== TRECHO

Capítulo LXXXIII     
De como o príncipe João (II) regressou a Portugal para prover nas coisas do reino e com ele o bispo de Évora e o conde de Penela.          p.326 

Depois que o bispo de Évora, Dom Garcia de Menezes, voltou a acompanhar o arcebispo de Toledo, sabendo o rei Dom Afonso V como os castelhanos faziam muitas entradas em Portugal sem encontrarem resistência acordou com o seu Conselho que era necessário que o príncipe Dom João (futuro Dom João II) regressasse ao reino de Portugal. Isto determinado, o príncipe ficou logo pronto e com ele o rei enviou o mesmo bispo de Évora por Fronteiro mor de Riba de Guadiana e Dom Afonso de Vasconcelos, conde de Penela, por presidente do seu Conselho. O príncipe despediu-se do rei na Semana Santa com bastante pouca gente porque a restante e mais lúcida ficava com o rei.
O príncipe de Toro se foi a Castro Nunho onde Pero de Mendanha lhe fez um grande acolhimento e logo no dia seguinte passou toda a sua gente o rio onde chamam Rico Vau e foi ter a festa da Páscoa a Miranda do Douro, de onde se despediu do bispo de Évora que partia para as terras de sua fronteira e ele se foi à Guarda onde a princesa Dona Leonor, sua esposa, o estava esperando.
Depois de estar lá alguns dias foi percorrer todos os lugares fronteiros, provendo em tudo o que lhe parecia necessário, segundo o tempo o requeria. A gente de cavalo que no reino ficara e muita outra a pé cada dia vinha ter com ele, salvo os das vilas fronteiras porque estes não podiam sair dos lugares onde estavam. Esta gente que para o príncipe vinha, ele a distribuía pelas comarcas, aquela que lhe parecia necessária.

====

SUA TAREFA - Liste todas as pessoas que o trecho sobre o regresso do príncipe Dom João a Portugal identifica pelo nome próprio.

== DADOS

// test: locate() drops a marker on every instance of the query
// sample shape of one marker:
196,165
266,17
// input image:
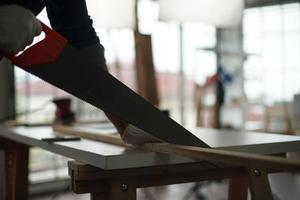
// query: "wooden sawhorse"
122,184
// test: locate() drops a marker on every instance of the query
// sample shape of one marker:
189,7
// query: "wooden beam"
229,157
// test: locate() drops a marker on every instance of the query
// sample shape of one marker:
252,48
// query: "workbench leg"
259,185
238,188
16,172
120,189
123,189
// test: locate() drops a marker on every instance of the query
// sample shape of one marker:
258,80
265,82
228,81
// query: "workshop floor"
284,187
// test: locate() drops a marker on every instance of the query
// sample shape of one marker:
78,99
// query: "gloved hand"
18,27
70,18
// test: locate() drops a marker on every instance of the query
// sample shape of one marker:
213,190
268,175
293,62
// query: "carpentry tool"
58,63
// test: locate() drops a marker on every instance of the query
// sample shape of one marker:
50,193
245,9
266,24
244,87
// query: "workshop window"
272,69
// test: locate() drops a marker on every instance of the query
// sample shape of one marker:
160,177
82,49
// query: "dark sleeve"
70,18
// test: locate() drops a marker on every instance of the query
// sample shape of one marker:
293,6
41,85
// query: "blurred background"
230,64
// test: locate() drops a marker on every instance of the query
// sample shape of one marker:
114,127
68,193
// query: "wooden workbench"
115,168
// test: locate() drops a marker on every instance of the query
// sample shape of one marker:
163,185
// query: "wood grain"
229,157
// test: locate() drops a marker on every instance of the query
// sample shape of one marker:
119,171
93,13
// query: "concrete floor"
284,187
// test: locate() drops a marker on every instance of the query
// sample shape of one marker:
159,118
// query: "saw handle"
44,52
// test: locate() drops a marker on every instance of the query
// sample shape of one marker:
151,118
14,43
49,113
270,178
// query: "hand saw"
58,63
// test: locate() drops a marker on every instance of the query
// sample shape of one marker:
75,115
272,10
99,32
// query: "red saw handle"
44,52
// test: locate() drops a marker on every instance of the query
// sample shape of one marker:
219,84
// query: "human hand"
18,27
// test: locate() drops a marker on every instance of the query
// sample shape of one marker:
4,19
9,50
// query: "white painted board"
107,156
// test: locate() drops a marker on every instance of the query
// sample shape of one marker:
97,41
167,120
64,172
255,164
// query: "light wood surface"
229,157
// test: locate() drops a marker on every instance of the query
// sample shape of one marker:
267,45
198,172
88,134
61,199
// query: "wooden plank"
229,157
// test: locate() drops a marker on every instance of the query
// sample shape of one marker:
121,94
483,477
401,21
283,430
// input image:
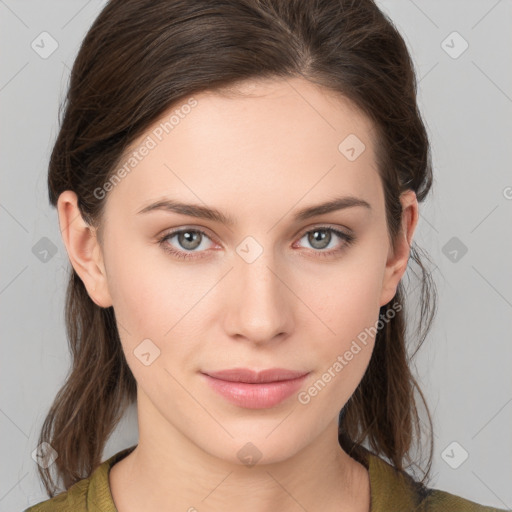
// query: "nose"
261,304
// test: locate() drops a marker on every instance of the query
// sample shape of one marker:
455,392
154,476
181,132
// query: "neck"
182,476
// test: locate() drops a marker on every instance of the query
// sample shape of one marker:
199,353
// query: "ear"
398,258
83,249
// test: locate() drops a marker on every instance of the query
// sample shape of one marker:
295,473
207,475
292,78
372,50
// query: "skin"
259,154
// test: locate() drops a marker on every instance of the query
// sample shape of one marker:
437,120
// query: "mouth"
255,389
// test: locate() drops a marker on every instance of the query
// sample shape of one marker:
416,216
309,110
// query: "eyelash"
348,239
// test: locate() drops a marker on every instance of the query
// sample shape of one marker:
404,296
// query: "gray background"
465,363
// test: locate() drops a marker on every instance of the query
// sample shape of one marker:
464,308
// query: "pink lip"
255,390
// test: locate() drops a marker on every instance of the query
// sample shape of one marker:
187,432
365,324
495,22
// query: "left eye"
191,239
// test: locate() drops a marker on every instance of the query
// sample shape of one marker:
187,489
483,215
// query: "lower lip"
255,396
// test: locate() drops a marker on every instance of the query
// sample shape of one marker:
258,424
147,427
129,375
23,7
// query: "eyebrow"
203,212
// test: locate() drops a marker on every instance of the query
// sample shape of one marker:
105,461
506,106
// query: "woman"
237,186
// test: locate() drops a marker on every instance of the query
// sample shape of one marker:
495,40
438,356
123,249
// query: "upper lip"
256,376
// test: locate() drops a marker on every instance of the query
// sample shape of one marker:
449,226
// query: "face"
270,289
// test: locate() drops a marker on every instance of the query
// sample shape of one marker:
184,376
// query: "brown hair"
138,59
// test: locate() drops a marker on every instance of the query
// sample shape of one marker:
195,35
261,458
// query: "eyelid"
347,237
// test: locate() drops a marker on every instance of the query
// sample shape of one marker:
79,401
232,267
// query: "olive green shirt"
391,491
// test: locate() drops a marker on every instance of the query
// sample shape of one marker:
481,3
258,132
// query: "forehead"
265,141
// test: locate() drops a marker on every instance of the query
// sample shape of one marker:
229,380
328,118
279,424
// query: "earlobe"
397,261
83,248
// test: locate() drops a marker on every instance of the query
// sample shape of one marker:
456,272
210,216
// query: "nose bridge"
260,298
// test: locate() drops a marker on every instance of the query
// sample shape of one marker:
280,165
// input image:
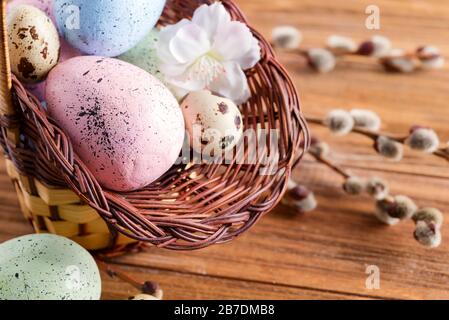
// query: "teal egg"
144,54
47,267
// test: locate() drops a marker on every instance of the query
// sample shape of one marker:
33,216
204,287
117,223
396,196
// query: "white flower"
209,52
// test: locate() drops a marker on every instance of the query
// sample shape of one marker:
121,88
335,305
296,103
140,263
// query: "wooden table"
324,254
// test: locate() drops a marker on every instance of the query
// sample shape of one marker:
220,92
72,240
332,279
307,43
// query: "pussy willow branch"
441,153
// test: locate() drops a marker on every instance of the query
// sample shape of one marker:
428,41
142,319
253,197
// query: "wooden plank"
185,286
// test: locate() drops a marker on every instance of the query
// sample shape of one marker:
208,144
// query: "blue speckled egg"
106,27
47,267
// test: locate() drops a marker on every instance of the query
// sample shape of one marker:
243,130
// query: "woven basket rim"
218,204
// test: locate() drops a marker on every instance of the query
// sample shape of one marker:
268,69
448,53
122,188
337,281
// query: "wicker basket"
190,207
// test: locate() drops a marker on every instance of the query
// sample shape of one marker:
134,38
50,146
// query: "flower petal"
232,84
232,41
189,43
210,17
166,34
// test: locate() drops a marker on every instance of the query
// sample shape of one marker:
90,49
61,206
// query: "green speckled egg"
144,54
47,267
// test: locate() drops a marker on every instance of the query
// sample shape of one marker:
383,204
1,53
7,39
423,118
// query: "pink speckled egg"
124,124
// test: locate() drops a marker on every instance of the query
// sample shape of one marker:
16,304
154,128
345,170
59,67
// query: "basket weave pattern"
190,207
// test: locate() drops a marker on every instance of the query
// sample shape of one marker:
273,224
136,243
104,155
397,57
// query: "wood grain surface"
324,254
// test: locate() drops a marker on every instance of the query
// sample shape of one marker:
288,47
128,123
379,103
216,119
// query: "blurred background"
325,254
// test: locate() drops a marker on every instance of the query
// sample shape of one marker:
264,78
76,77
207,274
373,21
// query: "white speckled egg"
124,124
33,43
47,267
144,54
212,121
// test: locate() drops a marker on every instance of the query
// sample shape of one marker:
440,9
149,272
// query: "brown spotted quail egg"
33,43
213,123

====

RESPOSTA ABAIXO -
- Dom Garcia de Menezes, bispo de Évora
- Dom Afonso V, rei
- Dom João, príncipe (futuro Dom João II)
- Dom Afonso de Vasconcelos, conde de Penela
- Pero de Mendanha
- Dona Leonor, princesa e esposa do príncipe